┌─ Passage provided

No, Darcie, albino eyes are red/pink because there is no pigment in them. The blue/silver eyes indicates a lack of dark pigment, hence the reason babies have blue eyes their pigment cells are not functional until some time after birth, this is the same reason babies don't have freckles. The default pigment for eyes is blue/silver, the structure of the eye has nothing to do with it. The reason my snake has yellow and orange is because there are multiple pigment processes in snakes (and many other organisms.) He lacks the dark pigments that normally make corn snakes grey, black, brown, etc with dark eyes but he still has the yellow/orange pigments. There are reciprical mutants that lack the yellow/orange pigmants but still retain the grey, black, brown.[b said:Quote[/b] (Darcie @ June 30 2004,9:35)]Albino eyes are blueish or silverish because the structure of the eye refracts light like a crystal, just like albino birds that have green gloss or your snakes with yellow patterns from scail modification, or anoals that are bright blue and stuff
Back to your frogs. When I said they could live for a month off their tails I did not mean that the tail would stick around that long. I meant that the energy the derive from adsorbing their tails can sustain them for a month. Kind of like the hump on a camel.
Now for the housing of the beasties. I have always been a naturalist with my pets and believe that captive animals do better when they are in someplace that mimics the wild. I would suggest a total overhaul on your set up. Here is what I would do:
Take a ten gallon tank and get a piece of plexi-glass cut to fit the top. Now measure it along the long axis, mark the half way point and then cut. Tape the pieces back together creating a hinge (duct tape is best for this but it is rather ugly.) Now tape the taped together plexi and set it on the top of the tank and tape the remaining three sides of one half to the tank with clear packing tape. You now havea top that hinges open. Now take the tank and stand it on end and you have a hinged front plate that swings down from the top.

└─
┌─ Raw data

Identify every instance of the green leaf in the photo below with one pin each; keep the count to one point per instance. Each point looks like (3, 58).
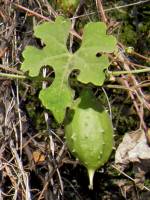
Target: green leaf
(59, 95)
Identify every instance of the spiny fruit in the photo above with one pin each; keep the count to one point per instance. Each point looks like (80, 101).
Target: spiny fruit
(89, 133)
(68, 5)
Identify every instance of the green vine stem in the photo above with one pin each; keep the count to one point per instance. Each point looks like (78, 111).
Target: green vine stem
(114, 73)
(137, 71)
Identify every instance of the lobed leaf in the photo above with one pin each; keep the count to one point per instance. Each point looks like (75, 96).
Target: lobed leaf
(59, 95)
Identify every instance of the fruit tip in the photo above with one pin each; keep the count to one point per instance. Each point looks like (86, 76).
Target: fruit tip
(91, 176)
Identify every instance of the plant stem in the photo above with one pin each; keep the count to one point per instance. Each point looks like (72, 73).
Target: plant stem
(13, 76)
(137, 71)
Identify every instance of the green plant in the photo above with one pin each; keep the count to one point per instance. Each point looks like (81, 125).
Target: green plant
(91, 67)
(91, 123)
(89, 132)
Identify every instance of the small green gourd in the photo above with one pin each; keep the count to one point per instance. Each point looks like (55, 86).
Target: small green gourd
(68, 5)
(89, 133)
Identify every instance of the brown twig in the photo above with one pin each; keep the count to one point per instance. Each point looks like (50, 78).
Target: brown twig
(101, 11)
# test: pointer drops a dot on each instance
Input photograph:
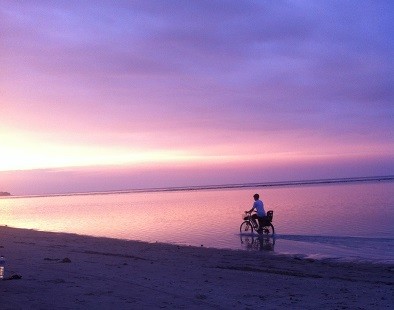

└─

# Exercise requirements
1. Print the section of the post about snake pigment and frog housing from "Now for the" to "from the top.".
2. Write what comes next in the post about snake pigment and frog housing, continuing on from its final sentence.

# Set of answers
1.
Now for the housing of the beasties. I have always been a naturalist with my pets and believe that captive animals do better when they are in someplace that mimics the wild. I would suggest a total overhaul on your set up. Here is what I would do:
Take a ten gallon tank and get a piece of plexi-glass cut to fit the top. Now measure it along the long axis, mark the half way point and then cut. Tape the pieces back together creating a hinge (duct tape is best for this but it is rather ugly.) Now tape the taped together plexi and set it on the top of the tank and tape the remaining three sides of one half to the tank with clear packing tape. You now havea top that hinges open. Now take the tank and stand it on end and you have a hinged front plate that swings down from the top.

2.
For the next step, take some silicon caulk (you can buy it at a pet store) and use it to glue some plastic aquarium plants to the celing of the tank. I prefer to use natural coloured ones, again for the realism aspect. Because gravity will be woring against you I suggest that you flip the tank 180 so that the top is now the bottom. You will have to wait for the caulk to dry 24 hours before moving on.
After the caulk is dry flip the tank back up and place a couple inches of moist fine coir or peat in the bottom. Add some rocks and bark and leaves for decoration/hiding places and maybe a small dish of water. Now toss your froglettes in and some food stuff for them and use a piece of dogeared tape to hold the top in place.
The reason I like this kind of set up is because it gives the frogs what they want. Grey's (like all treefrogs) are arborial and like to have a lot of vertical distance to move around. The plants hanging fromthe celing will give them something to climb on and hang from and hide in and hunt in. And if they really wnat to hang out on the bottom of the tank there are places to hind there too. You have easy access to the tank through the top hinged segment and if you rotate the tank 90 it hides that part from view (if you are really offended by the tape everywhere.) I like to mist every couple days to keep humidity high.